**Goal**
Lay out the material below as a two-column CSV with the columns "prompt" and "polygon". Give one row for each text and its answer, put each in a single quoted field with line breaks replaced by spaces, and leave out the pictures.

**Records for the exercise**
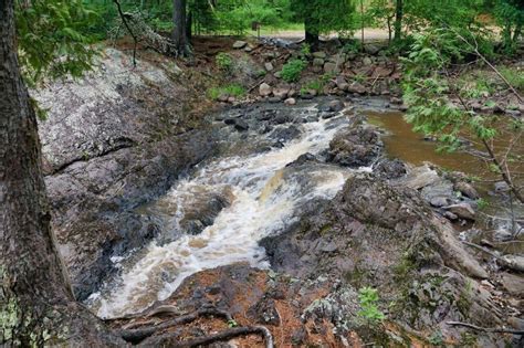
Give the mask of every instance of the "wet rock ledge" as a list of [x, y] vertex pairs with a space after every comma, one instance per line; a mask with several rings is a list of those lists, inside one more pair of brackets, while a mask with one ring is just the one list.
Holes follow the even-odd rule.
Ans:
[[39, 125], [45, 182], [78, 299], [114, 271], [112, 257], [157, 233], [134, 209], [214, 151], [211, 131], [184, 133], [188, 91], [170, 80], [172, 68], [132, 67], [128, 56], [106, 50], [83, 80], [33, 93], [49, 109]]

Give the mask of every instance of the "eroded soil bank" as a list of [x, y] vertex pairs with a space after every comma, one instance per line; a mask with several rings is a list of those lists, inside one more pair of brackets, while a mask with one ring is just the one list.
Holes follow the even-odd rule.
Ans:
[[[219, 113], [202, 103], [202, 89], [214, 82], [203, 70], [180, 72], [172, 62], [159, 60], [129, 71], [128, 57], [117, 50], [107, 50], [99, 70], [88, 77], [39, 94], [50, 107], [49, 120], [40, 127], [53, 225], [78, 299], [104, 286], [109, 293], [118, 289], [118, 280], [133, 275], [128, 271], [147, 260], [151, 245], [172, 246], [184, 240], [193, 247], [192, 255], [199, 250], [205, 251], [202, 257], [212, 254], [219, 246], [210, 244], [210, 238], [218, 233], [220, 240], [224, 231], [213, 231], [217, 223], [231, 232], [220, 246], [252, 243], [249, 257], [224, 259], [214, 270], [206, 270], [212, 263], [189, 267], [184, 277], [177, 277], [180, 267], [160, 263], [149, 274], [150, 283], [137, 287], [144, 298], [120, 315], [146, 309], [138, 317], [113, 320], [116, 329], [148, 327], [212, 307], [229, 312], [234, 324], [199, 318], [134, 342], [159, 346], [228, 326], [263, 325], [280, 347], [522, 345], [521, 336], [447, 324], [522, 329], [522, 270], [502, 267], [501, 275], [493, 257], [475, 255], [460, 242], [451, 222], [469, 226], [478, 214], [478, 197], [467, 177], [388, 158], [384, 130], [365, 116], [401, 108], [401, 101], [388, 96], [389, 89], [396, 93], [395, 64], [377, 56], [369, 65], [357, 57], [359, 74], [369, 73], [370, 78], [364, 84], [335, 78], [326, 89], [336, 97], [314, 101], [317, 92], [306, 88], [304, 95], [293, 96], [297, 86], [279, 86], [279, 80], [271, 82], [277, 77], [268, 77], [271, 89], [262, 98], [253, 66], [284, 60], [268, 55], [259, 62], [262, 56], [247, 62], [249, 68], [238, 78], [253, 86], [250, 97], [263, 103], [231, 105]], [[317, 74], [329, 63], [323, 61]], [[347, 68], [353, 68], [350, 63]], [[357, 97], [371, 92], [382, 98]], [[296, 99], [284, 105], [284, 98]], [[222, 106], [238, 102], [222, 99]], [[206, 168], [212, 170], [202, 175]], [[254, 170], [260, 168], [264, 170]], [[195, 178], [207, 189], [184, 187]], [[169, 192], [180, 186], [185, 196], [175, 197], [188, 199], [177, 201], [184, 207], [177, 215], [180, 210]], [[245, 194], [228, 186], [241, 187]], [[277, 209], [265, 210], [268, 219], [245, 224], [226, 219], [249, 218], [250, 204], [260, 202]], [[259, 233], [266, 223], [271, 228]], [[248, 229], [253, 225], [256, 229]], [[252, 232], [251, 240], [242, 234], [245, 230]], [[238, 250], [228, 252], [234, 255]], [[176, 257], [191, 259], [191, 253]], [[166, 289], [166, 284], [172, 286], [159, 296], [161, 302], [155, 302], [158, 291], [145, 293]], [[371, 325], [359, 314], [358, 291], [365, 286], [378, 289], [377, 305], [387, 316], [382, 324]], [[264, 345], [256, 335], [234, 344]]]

**Result**
prompt,polygon
"Give the mask of every instance of the ""wet rock ledge"" as a list of [x, y] vertex pairs with a space after every comma, one instance per line; a mask with several rings is a list of those lists, inside one more pair of brackets, while a mask with one ring is just the one list. Holes follow the even-odd rule. Ans:","[[39, 125], [45, 182], [78, 299], [114, 271], [112, 257], [157, 233], [134, 209], [214, 151], [211, 131], [184, 133], [188, 91], [170, 80], [172, 68], [132, 67], [128, 56], [106, 50], [83, 80], [33, 93], [49, 109]]"
"Give the mask of every instance of the ""eroded soil bank"" as a list of [x, y] vertex pairs with a space after every comma, one instance per line; a mask with several rings is a list of those lists, inside one more pair of brackets, while a mask with one ring is just the one list. Holes follow the even-odd rule. Ans:","[[[219, 113], [202, 103], [202, 89], [214, 82], [203, 70], [180, 72], [172, 62], [159, 60], [129, 71], [128, 57], [117, 50], [107, 50], [99, 70], [88, 77], [39, 94], [50, 107], [49, 120], [40, 127], [53, 225], [78, 299], [104, 286], [109, 293], [118, 289], [118, 280], [133, 275], [128, 271], [147, 260], [151, 245], [172, 246], [184, 240], [193, 247], [192, 255], [199, 250], [205, 251], [202, 257], [212, 254], [219, 246], [210, 244], [210, 238], [218, 233], [220, 240], [224, 231], [213, 231], [217, 223], [231, 232], [220, 246], [252, 243], [249, 257], [224, 259], [214, 270], [206, 270], [212, 263], [189, 267], [184, 277], [177, 277], [180, 267], [160, 263], [149, 274], [150, 283], [137, 287], [144, 298], [120, 315], [146, 309], [138, 317], [113, 320], [116, 329], [148, 327], [212, 307], [229, 312], [234, 324], [199, 318], [134, 342], [159, 346], [228, 326], [263, 325], [280, 347], [522, 345], [521, 336], [447, 324], [522, 329], [522, 270], [502, 267], [501, 275], [493, 257], [475, 255], [460, 242], [451, 222], [469, 226], [478, 214], [478, 197], [467, 177], [388, 158], [384, 130], [365, 116], [401, 108], [401, 101], [388, 96], [389, 89], [396, 93], [395, 64], [377, 56], [369, 65], [357, 57], [359, 74], [369, 73], [370, 78], [364, 84], [335, 78], [326, 89], [336, 97], [314, 101], [317, 92], [306, 88], [304, 95], [293, 96], [297, 86], [279, 86], [279, 80], [271, 82], [277, 77], [268, 77], [271, 89], [262, 98], [253, 66], [284, 60], [268, 55], [259, 62], [262, 56], [247, 62], [249, 68], [238, 78], [253, 86], [250, 97], [263, 103], [231, 105]], [[317, 74], [329, 63], [323, 61]], [[347, 68], [353, 68], [350, 63]], [[357, 97], [371, 92], [382, 98]], [[296, 99], [284, 105], [284, 98]], [[222, 106], [238, 102], [222, 99]], [[206, 168], [212, 170], [202, 175]], [[254, 170], [260, 168], [264, 170]], [[195, 178], [207, 189], [184, 187]], [[169, 192], [180, 186], [185, 196], [175, 197], [188, 199], [177, 201], [184, 207], [177, 215], [180, 210]], [[245, 194], [228, 186], [241, 187]], [[277, 209], [265, 210], [268, 219], [245, 224], [226, 219], [249, 218], [250, 204], [260, 202]], [[259, 233], [266, 223], [271, 228]], [[248, 229], [253, 225], [256, 229]], [[252, 232], [251, 240], [242, 234], [245, 230]], [[238, 250], [228, 252], [234, 255]], [[176, 257], [191, 259], [191, 253]], [[166, 289], [166, 284], [172, 286], [159, 296], [161, 302], [155, 302], [158, 291], [145, 293]], [[371, 325], [359, 314], [358, 291], [365, 286], [378, 289], [377, 305], [387, 316], [382, 324]], [[264, 345], [256, 335], [234, 344]]]"